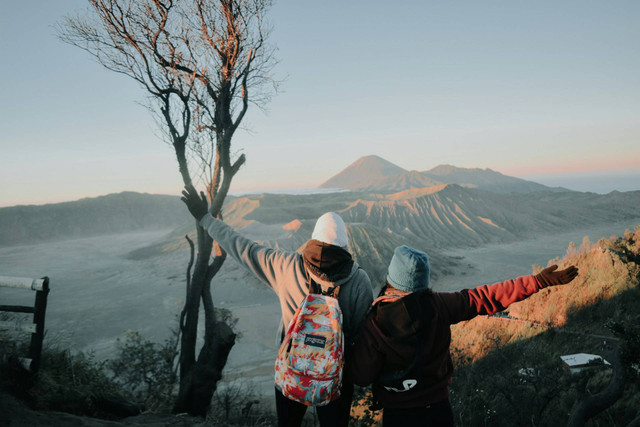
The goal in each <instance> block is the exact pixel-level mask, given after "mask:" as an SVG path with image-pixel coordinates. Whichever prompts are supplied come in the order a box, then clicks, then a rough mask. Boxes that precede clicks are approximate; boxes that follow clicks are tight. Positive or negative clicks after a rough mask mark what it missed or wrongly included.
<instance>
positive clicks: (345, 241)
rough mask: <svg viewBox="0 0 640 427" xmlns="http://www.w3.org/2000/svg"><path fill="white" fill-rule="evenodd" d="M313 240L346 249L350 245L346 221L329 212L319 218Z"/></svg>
mask: <svg viewBox="0 0 640 427" xmlns="http://www.w3.org/2000/svg"><path fill="white" fill-rule="evenodd" d="M311 238H312V239H313V240H318V241H320V242H323V243H328V244H330V245H334V246H340V247H341V248H345V249H346V247H347V244H348V243H349V239H348V238H347V228H346V227H345V225H344V221H343V220H342V218H340V215H338V214H337V213H335V212H327V213H326V214H324V215H322V216H321V217H320V218H318V221H317V222H316V227H315V228H314V229H313V234H312V235H311Z"/></svg>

____

Aim of the exercise :: Each record should be given again exactly, with no picture carried over.

Solved problem ::
The goal in each <instance> block is the exact pixel-level mask, given after "mask:" as an SVG path with image-pixel coordinates. Whichever prompts are supplied come in the order a box, then clicks, then a rough mask. Boxes that precede clicks are approximate; boxes that follow clicks are tight. Positive or negative clicks after a rough mask mark what it missed or wrongly included.
<instance>
positive clicks: (345, 241)
rough mask: <svg viewBox="0 0 640 427" xmlns="http://www.w3.org/2000/svg"><path fill="white" fill-rule="evenodd" d="M313 240L346 249L350 245L346 221L329 212L319 218Z"/></svg>
mask: <svg viewBox="0 0 640 427" xmlns="http://www.w3.org/2000/svg"><path fill="white" fill-rule="evenodd" d="M311 238H312V239H313V240H318V241H320V242H323V243H328V244H330V245H334V246H340V247H341V248H345V249H346V247H347V244H348V243H349V239H348V238H347V228H346V227H345V225H344V221H343V220H342V218H340V215H338V214H337V213H335V212H327V213H326V214H324V215H322V216H321V217H320V218H318V221H317V222H316V227H315V228H314V229H313V234H312V235H311Z"/></svg>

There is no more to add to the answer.